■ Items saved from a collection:
((

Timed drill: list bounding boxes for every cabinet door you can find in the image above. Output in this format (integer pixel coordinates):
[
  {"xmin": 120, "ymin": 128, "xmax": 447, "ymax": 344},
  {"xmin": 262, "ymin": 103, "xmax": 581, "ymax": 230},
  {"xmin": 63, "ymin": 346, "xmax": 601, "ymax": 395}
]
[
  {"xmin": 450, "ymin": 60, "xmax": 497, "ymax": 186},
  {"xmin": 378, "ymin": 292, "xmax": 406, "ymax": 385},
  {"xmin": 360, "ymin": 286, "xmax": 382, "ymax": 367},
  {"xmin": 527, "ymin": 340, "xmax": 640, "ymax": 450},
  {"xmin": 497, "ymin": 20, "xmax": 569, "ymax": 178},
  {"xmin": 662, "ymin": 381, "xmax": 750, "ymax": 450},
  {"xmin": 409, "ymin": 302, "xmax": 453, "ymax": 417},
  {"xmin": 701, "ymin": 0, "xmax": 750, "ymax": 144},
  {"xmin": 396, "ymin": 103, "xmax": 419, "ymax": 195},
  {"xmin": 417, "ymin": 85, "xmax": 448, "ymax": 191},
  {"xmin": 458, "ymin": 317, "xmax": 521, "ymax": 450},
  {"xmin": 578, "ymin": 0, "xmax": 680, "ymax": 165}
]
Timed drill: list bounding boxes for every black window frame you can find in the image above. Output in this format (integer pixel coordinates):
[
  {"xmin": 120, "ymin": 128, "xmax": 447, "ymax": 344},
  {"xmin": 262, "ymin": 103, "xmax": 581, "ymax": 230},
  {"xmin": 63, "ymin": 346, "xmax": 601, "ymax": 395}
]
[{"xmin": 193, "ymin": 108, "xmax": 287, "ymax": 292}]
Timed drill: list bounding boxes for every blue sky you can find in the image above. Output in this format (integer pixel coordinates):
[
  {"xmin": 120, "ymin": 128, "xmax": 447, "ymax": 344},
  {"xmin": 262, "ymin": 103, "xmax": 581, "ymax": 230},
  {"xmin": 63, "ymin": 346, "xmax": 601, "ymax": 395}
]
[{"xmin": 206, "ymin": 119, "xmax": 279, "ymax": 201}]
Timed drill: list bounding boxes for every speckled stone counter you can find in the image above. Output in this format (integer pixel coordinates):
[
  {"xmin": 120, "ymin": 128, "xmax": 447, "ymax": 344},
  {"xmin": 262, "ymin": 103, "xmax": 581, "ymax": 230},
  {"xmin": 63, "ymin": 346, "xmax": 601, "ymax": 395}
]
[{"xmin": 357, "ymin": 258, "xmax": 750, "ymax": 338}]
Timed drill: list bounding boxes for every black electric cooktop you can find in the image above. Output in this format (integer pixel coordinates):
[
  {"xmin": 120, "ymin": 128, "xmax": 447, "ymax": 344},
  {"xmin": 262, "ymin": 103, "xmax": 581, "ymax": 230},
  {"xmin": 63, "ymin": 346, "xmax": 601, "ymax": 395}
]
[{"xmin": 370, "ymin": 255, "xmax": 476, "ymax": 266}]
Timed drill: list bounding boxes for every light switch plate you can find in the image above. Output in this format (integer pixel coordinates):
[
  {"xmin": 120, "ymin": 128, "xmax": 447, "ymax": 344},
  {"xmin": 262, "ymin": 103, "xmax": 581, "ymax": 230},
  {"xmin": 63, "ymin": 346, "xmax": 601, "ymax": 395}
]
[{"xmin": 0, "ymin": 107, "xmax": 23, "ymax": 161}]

))

■ Brief: Retype every one of the entries above, line for line, without changing anything.

■ Task response:
Timed drill: list bounding boxes for every cabinet door you can find in the image above. Output in this format (integer pixel coordinates):
[
  {"xmin": 120, "ymin": 128, "xmax": 447, "ymax": 344},
  {"xmin": 262, "ymin": 103, "xmax": 581, "ymax": 230},
  {"xmin": 63, "ymin": 346, "xmax": 601, "ymax": 395}
]
[
  {"xmin": 450, "ymin": 60, "xmax": 497, "ymax": 186},
  {"xmin": 378, "ymin": 292, "xmax": 406, "ymax": 385},
  {"xmin": 360, "ymin": 286, "xmax": 382, "ymax": 367},
  {"xmin": 527, "ymin": 340, "xmax": 640, "ymax": 450},
  {"xmin": 497, "ymin": 20, "xmax": 569, "ymax": 178},
  {"xmin": 662, "ymin": 381, "xmax": 750, "ymax": 450},
  {"xmin": 409, "ymin": 302, "xmax": 453, "ymax": 417},
  {"xmin": 701, "ymin": 0, "xmax": 750, "ymax": 144},
  {"xmin": 396, "ymin": 103, "xmax": 419, "ymax": 195},
  {"xmin": 417, "ymin": 85, "xmax": 448, "ymax": 191},
  {"xmin": 458, "ymin": 317, "xmax": 521, "ymax": 450},
  {"xmin": 578, "ymin": 0, "xmax": 680, "ymax": 165}
]
Timed drill: list bounding boxes for every black window frame you can find in the image above. Output in this format (integer pixel coordinates):
[
  {"xmin": 120, "ymin": 128, "xmax": 447, "ymax": 344},
  {"xmin": 262, "ymin": 103, "xmax": 581, "ymax": 230},
  {"xmin": 63, "ymin": 346, "xmax": 601, "ymax": 395}
]
[{"xmin": 193, "ymin": 108, "xmax": 287, "ymax": 292}]
Timed drill: list bounding boxes for every blue sky you can find in the image above. Output in this format (integer pixel coordinates):
[
  {"xmin": 120, "ymin": 128, "xmax": 447, "ymax": 344},
  {"xmin": 262, "ymin": 103, "xmax": 581, "ymax": 230},
  {"xmin": 63, "ymin": 346, "xmax": 601, "ymax": 395}
]
[{"xmin": 206, "ymin": 119, "xmax": 279, "ymax": 201}]
Timed drill: list bounding boxes for every speckled stone counter you can find in the image above. Output in this format (integer pixel coordinates):
[
  {"xmin": 120, "ymin": 128, "xmax": 447, "ymax": 344},
  {"xmin": 262, "ymin": 103, "xmax": 581, "ymax": 230},
  {"xmin": 63, "ymin": 346, "xmax": 601, "ymax": 395}
]
[{"xmin": 357, "ymin": 258, "xmax": 750, "ymax": 338}]
Timed drill: list bounding boxes for every black electric cooktop you can find in the image above. Output in this format (integer pixel coordinates):
[
  {"xmin": 120, "ymin": 128, "xmax": 447, "ymax": 344},
  {"xmin": 262, "ymin": 103, "xmax": 581, "ymax": 230},
  {"xmin": 63, "ymin": 346, "xmax": 601, "ymax": 395}
]
[{"xmin": 370, "ymin": 255, "xmax": 476, "ymax": 266}]
Timed drill: list bounding boxes for every light switch plate you can find in the image above. Output in this format (integer pixel coordinates):
[
  {"xmin": 120, "ymin": 128, "xmax": 447, "ymax": 344},
  {"xmin": 262, "ymin": 103, "xmax": 581, "ymax": 230},
  {"xmin": 63, "ymin": 346, "xmax": 601, "ymax": 395}
]
[{"xmin": 0, "ymin": 107, "xmax": 23, "ymax": 161}]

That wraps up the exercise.